(Items from a data source)
----

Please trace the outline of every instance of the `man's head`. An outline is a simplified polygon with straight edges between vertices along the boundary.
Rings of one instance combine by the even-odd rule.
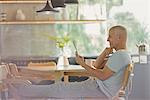
[[[125,49],[127,41],[127,31],[123,26],[113,26],[109,29],[109,36],[107,41],[110,47],[116,50]]]

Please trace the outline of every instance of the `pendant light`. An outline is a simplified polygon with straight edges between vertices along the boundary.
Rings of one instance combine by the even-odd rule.
[[[52,4],[52,3],[51,3]],[[49,3],[49,1],[47,0],[46,5],[43,9],[36,11],[37,13],[40,12],[59,12],[58,10],[53,9],[52,5]]]
[[[51,0],[53,8],[65,8],[64,0]]]
[[[66,4],[78,4],[78,0],[65,0]]]

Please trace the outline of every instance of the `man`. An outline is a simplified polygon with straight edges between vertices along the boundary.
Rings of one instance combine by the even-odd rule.
[[[77,54],[77,62],[83,66],[92,76],[97,77],[97,83],[100,89],[108,97],[114,96],[120,88],[121,80],[125,67],[131,63],[129,53],[126,51],[127,31],[123,26],[114,26],[109,30],[107,41],[110,48],[106,48],[102,54],[96,59],[92,68],[84,63],[83,57]],[[108,58],[111,50],[116,52]]]
[[[97,57],[93,66],[87,65],[84,58],[76,52],[76,62],[84,67],[91,76],[95,76],[96,80],[72,83],[60,82],[40,86],[19,86],[16,87],[19,95],[57,98],[113,97],[121,86],[126,66],[131,63],[130,55],[126,51],[126,29],[123,26],[110,28],[107,41],[110,43],[110,47],[107,47]],[[113,49],[116,52],[110,56]]]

----

• _Problem requirements_
Show the lines of the records above that mention "along".

• _Answer section_
Please trace the outline of every instance of the `man's head`. An outline is a simplified polygon with straight edges between vertices along the boundary.
Please trace the outline of every instance of the `pendant light`. An outline is a simplified polygon with straight edges between vertices along the boundary.
Please trace the outline of every instance of the `man`. An outline is a simplified polygon with straight edges between vertices along the boundary.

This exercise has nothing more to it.